*DO THIS*.
Transcribe the material below word for word, keeping every line as it appears, and leave the pictures out of your answer.

*MATERIAL FOR THIS TASK*.

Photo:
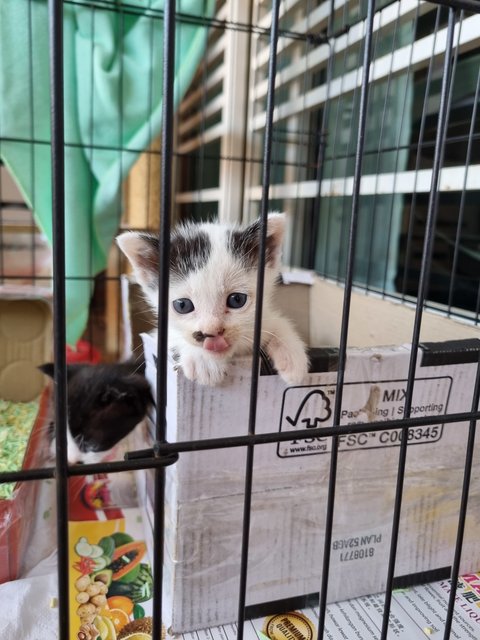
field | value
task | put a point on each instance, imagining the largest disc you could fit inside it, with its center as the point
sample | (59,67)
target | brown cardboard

*REPLY TO THE EXERCISE*.
Photo:
field | value
task | put a point on each instance, imagining the largest disc you could fit inside it, with its center as the point
sample | (59,67)
target | brown cardboard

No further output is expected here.